[Stored data entries]

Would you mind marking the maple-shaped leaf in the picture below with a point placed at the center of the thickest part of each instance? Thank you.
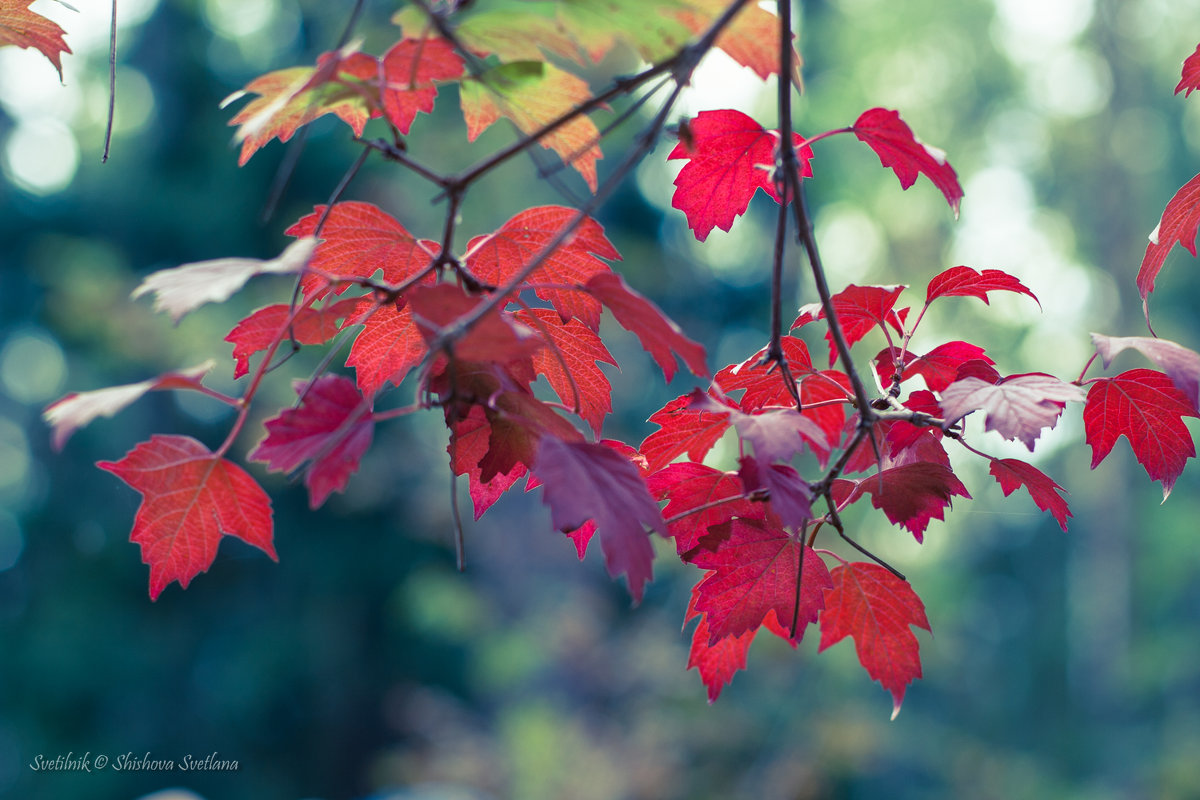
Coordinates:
(190, 499)
(1019, 407)
(570, 362)
(859, 310)
(1180, 364)
(789, 494)
(717, 662)
(775, 435)
(256, 332)
(498, 257)
(496, 337)
(185, 288)
(1177, 224)
(658, 334)
(876, 608)
(331, 428)
(689, 489)
(940, 367)
(533, 94)
(1047, 494)
(894, 143)
(358, 240)
(1189, 77)
(409, 71)
(387, 348)
(966, 282)
(583, 481)
(23, 28)
(754, 571)
(291, 98)
(682, 429)
(77, 409)
(751, 38)
(469, 443)
(762, 382)
(909, 495)
(1147, 408)
(730, 157)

- [EXERCISE GOAL]
Without the pictures, give back every record precisely as shown.

- [RESPONSE TO THE TASK]
Would you mind marking the maple-shaped leaf in the picture below with a point placed at the center of the thickest part of each instance? Thank you.
Coordinates:
(190, 499)
(1019, 407)
(570, 362)
(859, 310)
(1180, 364)
(789, 494)
(717, 662)
(775, 435)
(256, 332)
(498, 257)
(496, 337)
(185, 288)
(1177, 224)
(658, 334)
(876, 608)
(331, 428)
(689, 489)
(940, 367)
(533, 94)
(1047, 494)
(894, 143)
(358, 240)
(1189, 77)
(409, 71)
(387, 348)
(966, 282)
(583, 481)
(23, 28)
(754, 571)
(291, 98)
(682, 429)
(77, 409)
(751, 38)
(469, 443)
(762, 382)
(909, 495)
(1147, 408)
(730, 157)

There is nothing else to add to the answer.